→ **Excerpted passage**
[start]

Accuracy yolov3 in deepstream lower then darknet #5413

daliel · 2020-04-29T11:51:08Z

I use yolov3. Trained with the parameter letter_box = 1. In testing, I use the key -letter_box and I'm happy with the result.
When I use deeppstream I use the key maintain-aspect-ratio = 1. And as a result, objects that come in contact with the bottom edge of the image are not marked as objects. If I use the key maintain-aspect-ratio = 0, then these objects are marked with a bounding box. But at the same time, overall accuracy drops.

my code:

static std::vector<NvDsInferParseObjectInfo>
nonMaximumSuppression(const float nmsThresh, std::vector<NvDsInferParseObjectInfo> binfo, const uint& netW, const uint& netH)
{
    auto overlap1D = [](float x1min, float x1max, float x2min, float x2max) -> float {
        if (x1min > x2min)
        {
            std::swap(x1min, x2min);
            std::swap(x1max, x2max);
        }
        return x1max < x2min ? 0 : std::min(x1max, x2max) - x2min;
    };
    auto computeIoU
        = [&overlap1D](NvDsInferParseObjectInfo& bbox1, NvDsInferParseObjectInfo& bbox2) -> float {
        float overlapX
            = overlap1D(bbox1.left, bbox1.left + bbox1.width, bbox2.left, bbox2.left + bbox2.width);
        float overlapY
            = overlap1D(bbox1.top, bbox1.top + bbox1.height, bbox2.top, bbox2.top + bbox2.height);
        float area1 = (bbox1.width) * (bbox1.height);
        float area2 = (bbox2.width) * (bbox2.height);
        float overlap2D = overlapX * overlapY;
        float u = area1 + area2 - overlap2D;
        return u == 0 ? 0 : overlap2D / u;
    };

    std::stable_sort(binfo.begin(), binfo.end(),
                     [](const NvDsInferParseObjectInfo& b1, const NvDsInferParseObjectInfo& b2) {
                         return b1.detectionConfidence > b2.detectionConfidence;
                     });
    std::vector<NvDsInferParseObjectInfo> out;
    std::vector<NvDsInferParseObjectInfo> out_out;
    for (auto i : binfo)

[end]

→ **Brief 1**
Please find every line in the entries that contains the word "target" and copy each of those lines out.

→ **Listing**
[start]

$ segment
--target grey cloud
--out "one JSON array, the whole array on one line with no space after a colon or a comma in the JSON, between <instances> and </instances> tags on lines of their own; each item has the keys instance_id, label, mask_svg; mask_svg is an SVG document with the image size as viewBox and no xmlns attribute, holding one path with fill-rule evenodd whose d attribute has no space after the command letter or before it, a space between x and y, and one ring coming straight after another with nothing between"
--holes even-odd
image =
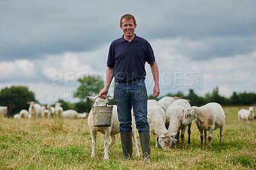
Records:
<instances>
[{"instance_id":1,"label":"grey cloud","mask_svg":"<svg viewBox=\"0 0 256 170\"><path fill-rule=\"evenodd\" d=\"M122 35L119 19L125 13L135 15L136 33L149 41L179 36L198 41L214 36L238 35L254 40L256 36L254 1L132 1L136 5L129 10L125 7L126 2L120 1L19 2L1 3L0 21L4 26L0 28L3 40L0 57L5 59L97 49ZM229 46L236 47L234 52L238 53L255 46L255 41L232 43ZM227 48L221 48L224 46L212 45L216 47L208 53L228 54Z\"/></svg>"}]
</instances>

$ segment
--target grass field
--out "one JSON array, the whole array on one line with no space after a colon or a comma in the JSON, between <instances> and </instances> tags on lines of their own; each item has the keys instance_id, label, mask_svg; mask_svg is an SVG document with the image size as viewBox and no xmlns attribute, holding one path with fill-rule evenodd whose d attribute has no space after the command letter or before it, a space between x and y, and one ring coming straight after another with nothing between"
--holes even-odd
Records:
<instances>
[{"instance_id":1,"label":"grass field","mask_svg":"<svg viewBox=\"0 0 256 170\"><path fill-rule=\"evenodd\" d=\"M214 131L212 148L200 146L199 131L193 123L191 144L172 149L156 148L151 135L151 163L143 164L140 157L122 161L120 135L104 161L103 135L98 134L96 157L91 158L92 139L87 119L0 119L0 169L256 169L256 120L239 123L238 107L225 107L223 142L220 130ZM137 134L138 137L138 134ZM139 139L139 138L138 138ZM185 143L188 132L185 134ZM140 154L141 154L140 147Z\"/></svg>"}]
</instances>

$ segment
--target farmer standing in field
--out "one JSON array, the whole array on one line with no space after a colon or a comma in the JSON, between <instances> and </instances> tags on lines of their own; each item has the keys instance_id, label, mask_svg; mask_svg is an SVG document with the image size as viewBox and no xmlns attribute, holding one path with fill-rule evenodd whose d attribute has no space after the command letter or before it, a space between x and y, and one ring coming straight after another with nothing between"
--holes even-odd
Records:
<instances>
[{"instance_id":1,"label":"farmer standing in field","mask_svg":"<svg viewBox=\"0 0 256 170\"><path fill-rule=\"evenodd\" d=\"M137 24L130 14L121 17L120 27L124 35L112 42L109 50L104 87L99 97L106 98L115 77L114 101L120 122L123 159L132 159L132 115L133 109L139 131L143 162L150 162L150 136L147 120L147 93L145 83L146 61L150 65L155 85L153 97L160 93L159 72L153 49L144 38L134 34Z\"/></svg>"}]
</instances>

[end]

→ **Brief 2**
According to the YOLOv3 DeepStream thread, what happens to objects touching the bottom edge of the image when maintain-aspect-ratio is set to 1?

→ **Task output 1**
--target grey cloud
--target grass field
--target farmer standing in field

→ **Task output 2**
They are not marked as objects.